DIRECTIONS FOR THIS TASK:
Everything in the data below should be restated word for word.
═══ DATA ═══
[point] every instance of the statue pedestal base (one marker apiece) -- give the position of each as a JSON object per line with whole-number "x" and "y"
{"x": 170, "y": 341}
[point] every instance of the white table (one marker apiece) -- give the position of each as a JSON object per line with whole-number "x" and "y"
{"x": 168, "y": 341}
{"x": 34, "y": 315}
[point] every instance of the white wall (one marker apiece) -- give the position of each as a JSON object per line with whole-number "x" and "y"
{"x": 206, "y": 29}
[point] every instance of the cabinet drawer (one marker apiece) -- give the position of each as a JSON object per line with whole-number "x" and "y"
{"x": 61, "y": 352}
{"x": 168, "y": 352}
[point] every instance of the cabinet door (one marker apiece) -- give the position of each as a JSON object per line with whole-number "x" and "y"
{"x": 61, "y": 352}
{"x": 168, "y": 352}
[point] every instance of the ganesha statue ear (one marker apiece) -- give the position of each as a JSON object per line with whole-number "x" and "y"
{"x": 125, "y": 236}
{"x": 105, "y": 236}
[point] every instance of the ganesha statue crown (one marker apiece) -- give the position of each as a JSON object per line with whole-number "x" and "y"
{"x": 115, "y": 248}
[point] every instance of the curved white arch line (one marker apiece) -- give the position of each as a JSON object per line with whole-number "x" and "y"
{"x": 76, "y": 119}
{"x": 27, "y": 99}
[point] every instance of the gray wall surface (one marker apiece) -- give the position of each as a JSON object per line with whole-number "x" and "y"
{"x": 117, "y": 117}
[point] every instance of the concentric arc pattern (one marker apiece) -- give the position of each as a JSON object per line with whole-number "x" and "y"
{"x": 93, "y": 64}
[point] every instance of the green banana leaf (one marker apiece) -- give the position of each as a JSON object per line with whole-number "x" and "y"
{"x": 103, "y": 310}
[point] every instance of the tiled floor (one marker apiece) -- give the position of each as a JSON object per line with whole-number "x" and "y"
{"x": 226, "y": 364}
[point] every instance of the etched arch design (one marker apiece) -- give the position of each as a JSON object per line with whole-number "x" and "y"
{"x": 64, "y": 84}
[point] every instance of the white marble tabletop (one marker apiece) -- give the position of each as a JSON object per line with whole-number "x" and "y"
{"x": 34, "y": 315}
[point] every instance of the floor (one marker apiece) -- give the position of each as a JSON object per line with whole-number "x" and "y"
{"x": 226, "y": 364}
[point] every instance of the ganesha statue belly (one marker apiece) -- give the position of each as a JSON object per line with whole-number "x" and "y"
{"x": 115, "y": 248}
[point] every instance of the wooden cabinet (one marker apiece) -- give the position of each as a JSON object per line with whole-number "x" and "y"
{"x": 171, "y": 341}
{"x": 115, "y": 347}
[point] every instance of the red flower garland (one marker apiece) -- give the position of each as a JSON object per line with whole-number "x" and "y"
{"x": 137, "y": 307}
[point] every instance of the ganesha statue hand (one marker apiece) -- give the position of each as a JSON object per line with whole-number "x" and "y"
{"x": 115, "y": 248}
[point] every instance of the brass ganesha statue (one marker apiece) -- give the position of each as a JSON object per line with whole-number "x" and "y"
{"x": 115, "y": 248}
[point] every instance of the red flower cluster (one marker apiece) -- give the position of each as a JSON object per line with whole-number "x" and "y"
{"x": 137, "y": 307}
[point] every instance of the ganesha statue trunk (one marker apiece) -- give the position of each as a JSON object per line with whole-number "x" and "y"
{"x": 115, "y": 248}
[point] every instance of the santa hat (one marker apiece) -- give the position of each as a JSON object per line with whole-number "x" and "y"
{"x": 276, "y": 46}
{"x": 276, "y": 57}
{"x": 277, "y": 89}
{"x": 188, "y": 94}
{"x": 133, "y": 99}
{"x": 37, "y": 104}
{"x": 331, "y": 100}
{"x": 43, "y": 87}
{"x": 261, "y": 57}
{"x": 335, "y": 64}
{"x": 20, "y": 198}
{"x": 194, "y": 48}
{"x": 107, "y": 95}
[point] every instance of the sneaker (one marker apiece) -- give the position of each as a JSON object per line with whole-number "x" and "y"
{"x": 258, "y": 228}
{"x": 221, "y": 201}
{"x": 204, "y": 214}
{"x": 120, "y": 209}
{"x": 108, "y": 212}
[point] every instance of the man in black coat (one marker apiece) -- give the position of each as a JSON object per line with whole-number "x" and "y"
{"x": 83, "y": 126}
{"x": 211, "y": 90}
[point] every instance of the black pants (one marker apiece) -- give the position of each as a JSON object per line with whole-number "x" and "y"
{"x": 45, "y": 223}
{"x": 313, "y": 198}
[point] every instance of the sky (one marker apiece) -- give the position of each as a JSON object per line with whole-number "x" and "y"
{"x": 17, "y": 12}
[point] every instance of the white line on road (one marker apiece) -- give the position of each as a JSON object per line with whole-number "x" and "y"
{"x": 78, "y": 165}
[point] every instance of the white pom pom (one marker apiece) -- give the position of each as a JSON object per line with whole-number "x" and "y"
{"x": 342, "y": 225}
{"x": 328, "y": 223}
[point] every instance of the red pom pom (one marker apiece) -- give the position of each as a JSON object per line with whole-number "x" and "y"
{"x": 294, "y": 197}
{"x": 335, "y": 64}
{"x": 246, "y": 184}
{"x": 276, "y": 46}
═══
SOLUTION TO THIS EXERCISE:
[point] every instance of the statue pedestal base (one marker apiece) -- give the position of each as a JSON object per line with whole-number "x" and "y"
{"x": 170, "y": 341}
[point] every instance of the white table (one marker apiece) -- give the position of each as a JSON object per line with whole-number "x" and "y"
{"x": 168, "y": 341}
{"x": 34, "y": 315}
[point] every instance of the white wall (one marker apiece) -- give the position of each as a JSON object per line with whole-number "x" and "y"
{"x": 206, "y": 29}
[point] every instance of the cabinet drawer (one marker apiece) -- give the position of each as a JSON object per line with whole-number "x" and "y"
{"x": 61, "y": 352}
{"x": 168, "y": 352}
[point] every instance of the cabinet door (one marker apiece) -- give the position of each as a JSON object per line with whole-number "x" and "y"
{"x": 61, "y": 352}
{"x": 168, "y": 352}
[point] every instance of the ganesha statue ear (one marker apiece) -- give the position of each as a JSON object per line with whole-number "x" and "y"
{"x": 125, "y": 236}
{"x": 105, "y": 236}
[point] every instance of the ganesha statue crown (one marker apiece) -- give the position of each as a JSON object per line with whole-number "x" and "y"
{"x": 115, "y": 248}
[point] every instance of the curved white arch line (one marker apiece) -- give the position of each as a JSON object per line with whole-number "x" and "y"
{"x": 76, "y": 119}
{"x": 27, "y": 99}
[point] every instance of the gray wall surface (one marker apiece) -- give the position of each as a JSON object per line with whole-number "x" and "y"
{"x": 117, "y": 117}
[point] every instance of the concentric arc pattern (one marker apiece) -- give the position of each as a JSON object per line with whole-number "x" and "y"
{"x": 93, "y": 64}
[point] every instance of the green banana leaf (one marker apiece) -- give the position of each as a JSON object per line with whole-number "x" and "y"
{"x": 103, "y": 310}
[point] every instance of the tiled floor (one marker apiece) -- give the position of each as a JSON object per line with whole-number "x" and "y"
{"x": 226, "y": 364}
[point] every instance of the etched arch design (one marker apiece) -- give the position of each as a JSON object per line with whole-number "x" and "y"
{"x": 64, "y": 84}
[point] every instance of the white marble tabletop (one marker apiece) -- give the position of each as a JSON object per line with whole-number "x" and "y"
{"x": 34, "y": 315}
[point] every instance of the floor (one marker apiece) -- give the position of each as a JSON object per line with whole-number "x" and "y"
{"x": 226, "y": 364}
[point] every instance of the ganesha statue belly (one marker apiece) -- give the position of each as a JSON object per line with whole-number "x" and "y"
{"x": 115, "y": 248}
[point] every instance of the wooden cabinet (one marker apiece) -- give the position of each as a JSON object per line with whole-number "x" and "y"
{"x": 171, "y": 341}
{"x": 115, "y": 347}
[point] every instance of the red flower garland (one marker apiece) -- give the position of each as a JSON object per line with whole-number "x" and "y"
{"x": 137, "y": 307}
[point] every instance of the ganesha statue hand (one marker apiece) -- give the position of each as a JSON object per line with whole-number "x" and "y"
{"x": 115, "y": 248}
[point] every instance of the brass ganesha statue (one marker apiece) -- give the position of each as a JSON object per line with whole-number "x" and "y"
{"x": 115, "y": 248}
[point] every instance of the red flower cluster (one marker apiece) -- give the position of each as a JSON object per line with whole-number "x" and "y"
{"x": 137, "y": 307}
[point] every instance of the ganesha statue trunk (one marker apiece) -- give the position of each as a JSON object per line with whole-number "x" and "y"
{"x": 115, "y": 248}
[point] every instance of the santa hat (one marker apiece) -- give the position of each as a JSON object per line with whole-number "x" and "y"
{"x": 276, "y": 46}
{"x": 276, "y": 57}
{"x": 277, "y": 89}
{"x": 188, "y": 94}
{"x": 133, "y": 99}
{"x": 37, "y": 104}
{"x": 331, "y": 100}
{"x": 43, "y": 87}
{"x": 261, "y": 57}
{"x": 335, "y": 64}
{"x": 20, "y": 198}
{"x": 194, "y": 48}
{"x": 107, "y": 95}
[point] every instance of the sneaker (one marker apiece) -- give the position of each as a JSON object per line with whole-number "x" and "y"
{"x": 258, "y": 228}
{"x": 221, "y": 201}
{"x": 204, "y": 214}
{"x": 120, "y": 209}
{"x": 108, "y": 212}
[point] every instance of the man in black coat (one marker apiece) -- give the position of each as a JSON object per line with whole-number "x" and "y"
{"x": 83, "y": 126}
{"x": 211, "y": 90}
[point] every instance of the black pants (one marker apiece) -- give the position of each as a JSON object per line with whole-number "x" and "y"
{"x": 45, "y": 223}
{"x": 313, "y": 198}
[point] every instance of the sky (one marker apiece) -- give the position of each as a JSON object per line with whole-number "x" and "y"
{"x": 17, "y": 12}
[point] every instance of the white line on road (one marker apiece) -- give the position of each as a JSON object per line with whole-number "x" and "y"
{"x": 78, "y": 165}
[point] every instance of the white pom pom (one marker apiece) -- give the position of each as a JSON object per line with whole-number "x" and "y"
{"x": 342, "y": 225}
{"x": 328, "y": 223}
[point] every instance of the red pom pom (one marker apiece) -- give the position of each as a JSON object per line with whole-number "x" and "y"
{"x": 294, "y": 197}
{"x": 335, "y": 64}
{"x": 246, "y": 184}
{"x": 276, "y": 46}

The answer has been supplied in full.